No sooner had we sought to make these arguments than one of our fellow North Korea watchers experienced the restraints first-hand. We heard indirectly from Chad O'Carroll of NKNews that his KCNA Watch pages had been blocked in South Korea. Carroll outlines the case on his site.

Incredulous, we checked with a South Korean colleague, and lo and behold they were indeed blocked by an annoying pop-up message reminiscent of what we would expect in China (http://warning.or.kr/). The warning page informs the user that the page was blocked by the Korea Communications Standards Commission, the government censor. It also provides contact information to specific government agencies if there are inquiries; the operator of a blocked website can challenge the censorship within 15 days of its imposition. The reason in this case is presumably that the KCNA Watch pages provide direct access to North Korean media, which is forbidden under the National Security Law.

Do we have to go into any detail about how embarrassing this is? Thankfully, we can try to restrain ourselves and let Aidan Foster-Carter, Senior Research Fellow at Leeds, do the talking:

“I am dismayed to learn that access to NKNews.org's KCNA Watch pages has been blocked in South Korea.

This is an invaluable research tool for scholars. To ban it is thus utterly wrong and misguided on all counts.

The wider issue is that, as a mature democracy, South Korea should not be controlling what its citizens read in any way. Leave such censorship to dictatorships like North Korea.

→ Written task
Reproduce the text on the blocking of the KCNA Watch pages in South Korea word for word, in full. The items that come after this text can be left aside entirely.

(Point-based annotation data)

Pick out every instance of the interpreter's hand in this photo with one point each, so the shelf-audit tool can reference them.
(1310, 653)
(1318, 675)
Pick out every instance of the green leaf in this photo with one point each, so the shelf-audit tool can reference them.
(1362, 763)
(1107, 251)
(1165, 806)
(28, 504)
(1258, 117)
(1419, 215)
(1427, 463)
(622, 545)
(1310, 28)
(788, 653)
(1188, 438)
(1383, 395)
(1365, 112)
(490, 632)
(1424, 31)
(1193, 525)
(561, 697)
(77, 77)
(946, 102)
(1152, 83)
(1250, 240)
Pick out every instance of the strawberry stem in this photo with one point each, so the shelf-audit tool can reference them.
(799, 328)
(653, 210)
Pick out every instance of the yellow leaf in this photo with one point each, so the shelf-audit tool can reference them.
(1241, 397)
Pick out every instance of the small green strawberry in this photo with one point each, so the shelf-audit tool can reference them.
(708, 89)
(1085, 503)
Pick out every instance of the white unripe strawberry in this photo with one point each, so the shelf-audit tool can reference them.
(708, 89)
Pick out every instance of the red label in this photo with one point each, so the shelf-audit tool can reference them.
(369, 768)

---

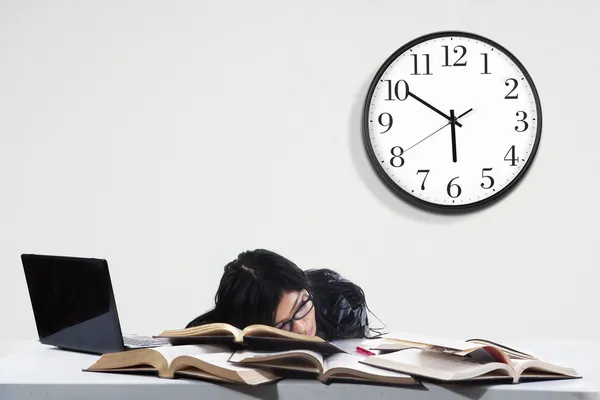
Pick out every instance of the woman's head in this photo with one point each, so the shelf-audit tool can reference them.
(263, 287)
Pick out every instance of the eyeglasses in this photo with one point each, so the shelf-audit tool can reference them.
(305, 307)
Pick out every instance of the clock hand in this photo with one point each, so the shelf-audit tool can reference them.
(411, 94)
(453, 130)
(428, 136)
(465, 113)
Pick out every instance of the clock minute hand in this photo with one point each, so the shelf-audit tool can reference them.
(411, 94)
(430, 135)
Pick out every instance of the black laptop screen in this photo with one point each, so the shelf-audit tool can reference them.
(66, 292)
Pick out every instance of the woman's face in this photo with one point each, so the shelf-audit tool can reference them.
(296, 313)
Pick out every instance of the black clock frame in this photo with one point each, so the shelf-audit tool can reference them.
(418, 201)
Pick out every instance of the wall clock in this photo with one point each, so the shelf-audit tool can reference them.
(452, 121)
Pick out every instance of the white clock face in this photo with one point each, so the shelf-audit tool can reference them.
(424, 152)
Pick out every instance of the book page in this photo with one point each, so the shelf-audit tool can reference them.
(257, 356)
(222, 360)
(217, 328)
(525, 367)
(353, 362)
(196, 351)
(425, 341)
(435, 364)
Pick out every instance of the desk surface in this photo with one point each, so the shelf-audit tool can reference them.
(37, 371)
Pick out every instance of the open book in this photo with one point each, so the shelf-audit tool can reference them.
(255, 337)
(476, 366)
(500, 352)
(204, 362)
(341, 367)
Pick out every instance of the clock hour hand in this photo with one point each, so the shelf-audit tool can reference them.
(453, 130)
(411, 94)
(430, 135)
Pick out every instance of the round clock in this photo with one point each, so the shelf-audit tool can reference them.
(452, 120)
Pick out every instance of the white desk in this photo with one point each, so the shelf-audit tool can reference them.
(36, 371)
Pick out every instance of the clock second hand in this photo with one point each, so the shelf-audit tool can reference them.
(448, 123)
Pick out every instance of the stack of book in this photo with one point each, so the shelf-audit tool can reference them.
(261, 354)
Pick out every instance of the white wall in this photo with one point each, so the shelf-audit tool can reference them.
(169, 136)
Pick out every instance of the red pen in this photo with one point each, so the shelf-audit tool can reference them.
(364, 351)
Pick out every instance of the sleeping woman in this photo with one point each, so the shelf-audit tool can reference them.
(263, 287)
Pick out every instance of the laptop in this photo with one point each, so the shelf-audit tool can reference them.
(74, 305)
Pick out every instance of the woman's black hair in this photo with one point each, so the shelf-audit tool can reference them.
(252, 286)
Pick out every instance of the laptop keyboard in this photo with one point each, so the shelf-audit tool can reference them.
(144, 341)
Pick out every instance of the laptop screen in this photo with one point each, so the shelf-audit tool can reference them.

→ Output
No sooner had we sought to make these arguments than one of our fellow North Korea watchers experienced the restraints first-hand. We heard indirectly from Chad O'Carroll of NKNews that his KCNA Watch pages had been blocked in South Korea. Carroll outlines the case on his site.

Incredulous, we checked with a South Korean colleague, and lo and behold they were indeed blocked by an annoying pop-up message reminiscent of what we would expect in China (http://warning.or.kr/). The warning page informs the user that the page was blocked by the Korea Communications Standards Commission, the government censor. It also provides contact information to specific government agencies if there are inquiries; the operator of a blocked website can challenge the censorship within 15 days of its imposition. The reason in this case is presumably that the KCNA Watch pages provide direct access to North Korean media, which is forbidden under the National Security Law.

Do we have to go into any detail about how embarrassing this is? Thankfully, we can try to restrain ourselves and let Aidan Foster-Carter, Senior Research Fellow at Leeds, do the talking:

“I am dismayed to learn that access to NKNews.org's KCNA Watch pages has been blocked in South Korea.

This is an invaluable research tool for scholars. To ban it is thus utterly wrong and misguided on all counts.

The wider issue is that, as a mature democracy, South Korea should not be controlling what its citizens read in any way. Leave such censorship to dictatorships like North Korea.